Copy every record below exactly, leaving out any pictures.

** Recorded information follows **

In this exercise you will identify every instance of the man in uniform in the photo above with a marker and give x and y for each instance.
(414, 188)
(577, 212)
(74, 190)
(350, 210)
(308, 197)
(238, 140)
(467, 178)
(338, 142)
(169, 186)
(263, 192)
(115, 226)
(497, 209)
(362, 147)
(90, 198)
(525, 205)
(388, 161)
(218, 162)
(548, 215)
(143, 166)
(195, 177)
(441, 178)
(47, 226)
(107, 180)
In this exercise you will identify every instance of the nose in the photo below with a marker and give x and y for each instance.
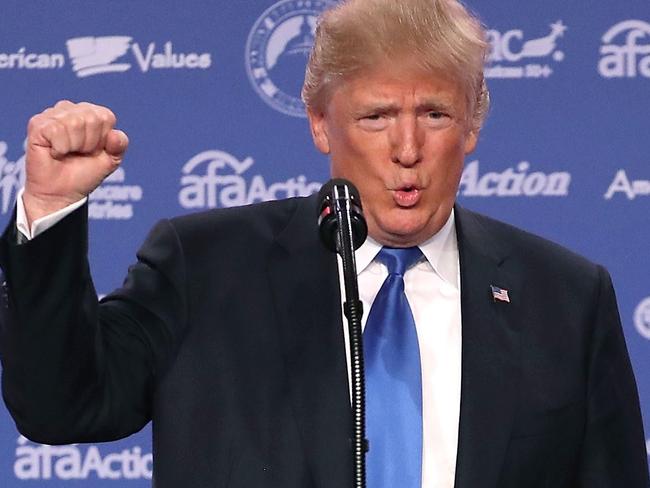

** End of Recorded information **

* [Result of this exercise]:
In this exercise you will identify every instance of the man in uniform in the photo above with a marker and give x and y for each instance.
(414, 188)
(577, 212)
(74, 190)
(350, 210)
(308, 197)
(238, 140)
(467, 178)
(338, 142)
(169, 186)
(263, 192)
(115, 226)
(497, 209)
(362, 147)
(90, 198)
(525, 205)
(388, 161)
(218, 162)
(548, 215)
(143, 166)
(195, 177)
(441, 178)
(47, 226)
(107, 180)
In this exercise you will identify every instance of the nose in the photo below with a marker and give x and y for each instance.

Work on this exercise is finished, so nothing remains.